### Problem statement
Identify every line in the records below that contains the word "throat", and copy each of those lines.

Image location labeling entries
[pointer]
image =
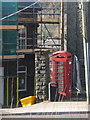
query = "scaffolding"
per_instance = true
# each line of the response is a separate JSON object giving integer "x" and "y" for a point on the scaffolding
{"x": 47, "y": 36}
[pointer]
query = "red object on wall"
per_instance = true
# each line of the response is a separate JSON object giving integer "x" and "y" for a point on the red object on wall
{"x": 62, "y": 72}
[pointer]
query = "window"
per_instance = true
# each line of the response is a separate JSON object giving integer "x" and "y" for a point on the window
{"x": 22, "y": 75}
{"x": 22, "y": 39}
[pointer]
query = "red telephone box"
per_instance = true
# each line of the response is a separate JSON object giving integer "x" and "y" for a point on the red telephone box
{"x": 62, "y": 72}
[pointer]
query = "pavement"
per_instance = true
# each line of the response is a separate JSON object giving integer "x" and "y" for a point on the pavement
{"x": 48, "y": 110}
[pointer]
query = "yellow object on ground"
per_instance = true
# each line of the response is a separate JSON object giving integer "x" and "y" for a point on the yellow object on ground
{"x": 28, "y": 101}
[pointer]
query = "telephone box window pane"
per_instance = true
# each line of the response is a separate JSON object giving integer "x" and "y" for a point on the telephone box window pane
{"x": 22, "y": 82}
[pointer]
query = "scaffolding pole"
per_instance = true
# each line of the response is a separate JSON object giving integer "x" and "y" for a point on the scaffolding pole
{"x": 85, "y": 51}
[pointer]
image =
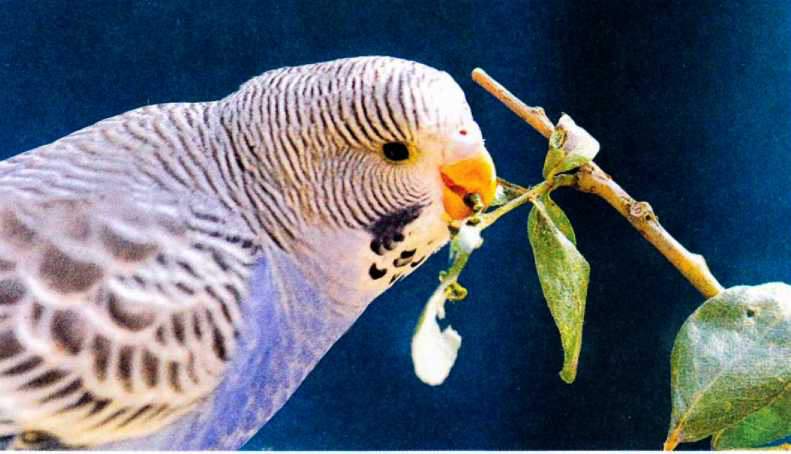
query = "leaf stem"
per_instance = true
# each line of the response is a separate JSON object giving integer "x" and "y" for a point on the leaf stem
{"x": 591, "y": 178}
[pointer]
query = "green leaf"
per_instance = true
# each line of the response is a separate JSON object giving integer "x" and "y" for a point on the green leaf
{"x": 569, "y": 147}
{"x": 730, "y": 368}
{"x": 765, "y": 426}
{"x": 563, "y": 273}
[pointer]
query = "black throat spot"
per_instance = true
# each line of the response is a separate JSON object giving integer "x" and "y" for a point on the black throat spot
{"x": 389, "y": 230}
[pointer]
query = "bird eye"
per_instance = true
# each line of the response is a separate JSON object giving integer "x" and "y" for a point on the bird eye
{"x": 396, "y": 151}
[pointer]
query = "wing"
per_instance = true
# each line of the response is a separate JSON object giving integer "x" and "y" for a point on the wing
{"x": 275, "y": 352}
{"x": 114, "y": 319}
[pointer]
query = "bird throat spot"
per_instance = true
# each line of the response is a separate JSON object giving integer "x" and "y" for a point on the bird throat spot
{"x": 389, "y": 230}
{"x": 387, "y": 233}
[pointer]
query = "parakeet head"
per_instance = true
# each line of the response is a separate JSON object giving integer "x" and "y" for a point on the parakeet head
{"x": 366, "y": 161}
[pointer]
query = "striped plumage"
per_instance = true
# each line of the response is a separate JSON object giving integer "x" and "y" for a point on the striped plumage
{"x": 128, "y": 250}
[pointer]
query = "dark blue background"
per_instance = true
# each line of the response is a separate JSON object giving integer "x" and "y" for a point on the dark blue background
{"x": 691, "y": 102}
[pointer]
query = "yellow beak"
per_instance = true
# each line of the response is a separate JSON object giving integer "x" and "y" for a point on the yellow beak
{"x": 475, "y": 175}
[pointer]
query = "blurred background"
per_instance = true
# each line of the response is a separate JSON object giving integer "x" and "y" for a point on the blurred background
{"x": 691, "y": 102}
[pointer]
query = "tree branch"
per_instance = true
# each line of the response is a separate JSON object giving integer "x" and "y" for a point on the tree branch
{"x": 591, "y": 178}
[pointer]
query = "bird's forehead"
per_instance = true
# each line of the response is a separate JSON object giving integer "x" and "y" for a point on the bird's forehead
{"x": 418, "y": 95}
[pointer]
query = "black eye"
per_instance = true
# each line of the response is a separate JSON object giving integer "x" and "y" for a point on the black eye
{"x": 395, "y": 151}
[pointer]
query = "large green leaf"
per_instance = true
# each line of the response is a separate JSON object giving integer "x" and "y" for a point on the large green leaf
{"x": 731, "y": 368}
{"x": 563, "y": 273}
{"x": 766, "y": 425}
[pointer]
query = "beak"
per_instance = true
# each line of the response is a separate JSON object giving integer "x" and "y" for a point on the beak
{"x": 472, "y": 175}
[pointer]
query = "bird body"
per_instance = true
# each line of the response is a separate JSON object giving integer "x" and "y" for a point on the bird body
{"x": 172, "y": 266}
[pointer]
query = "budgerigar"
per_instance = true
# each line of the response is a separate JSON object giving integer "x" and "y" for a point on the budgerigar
{"x": 169, "y": 276}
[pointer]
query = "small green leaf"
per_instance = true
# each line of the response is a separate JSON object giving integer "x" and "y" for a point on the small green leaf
{"x": 730, "y": 368}
{"x": 569, "y": 147}
{"x": 563, "y": 273}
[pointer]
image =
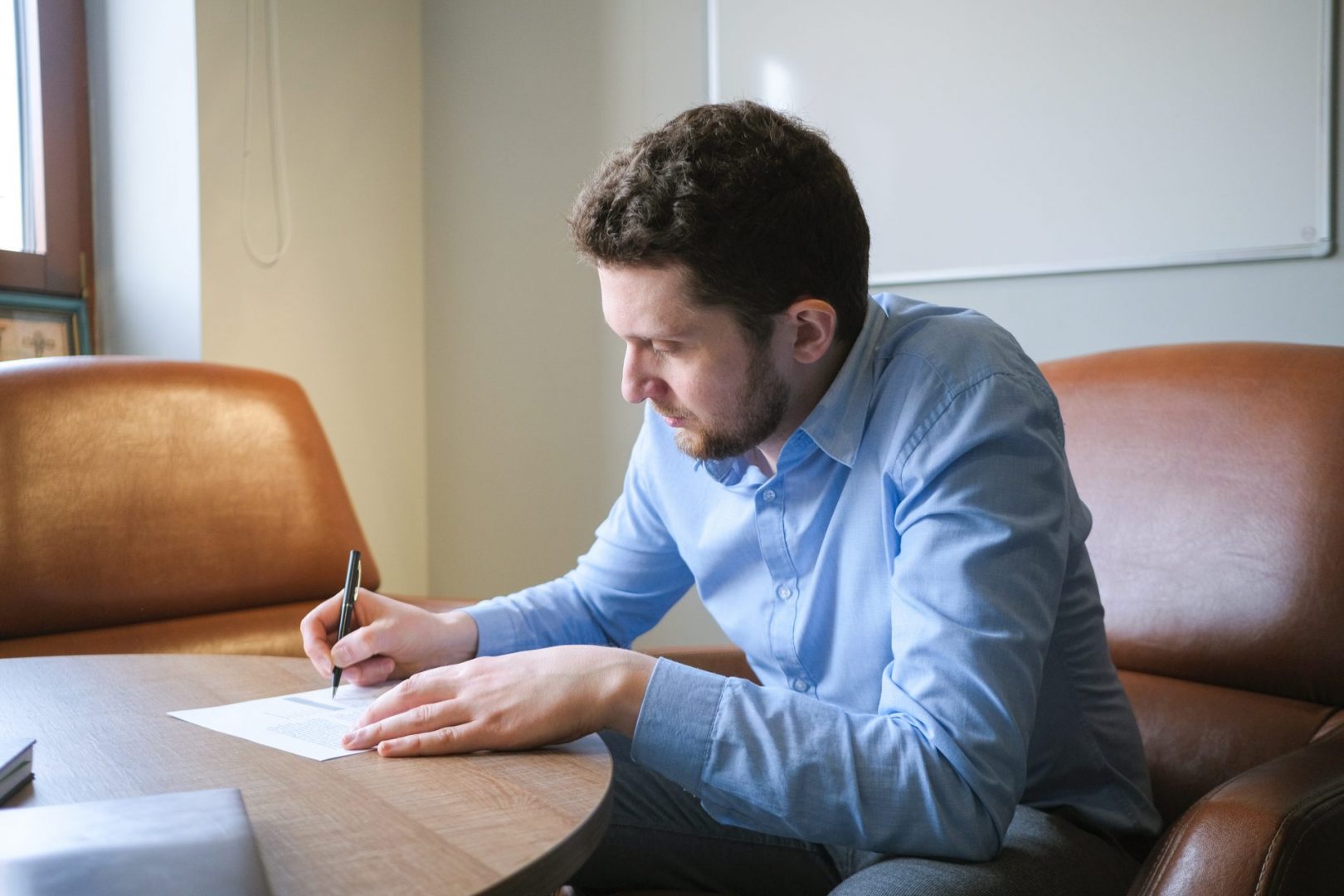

### Finished answer
query = "black throat spot"
# each line of the response is a separate JSON object giving integer "x" and "y" for a point on the black throat spot
query = "bird throat spot"
# each line of the response is a separate JSON object giving integer "x" and "y" for a point on the bird throat spot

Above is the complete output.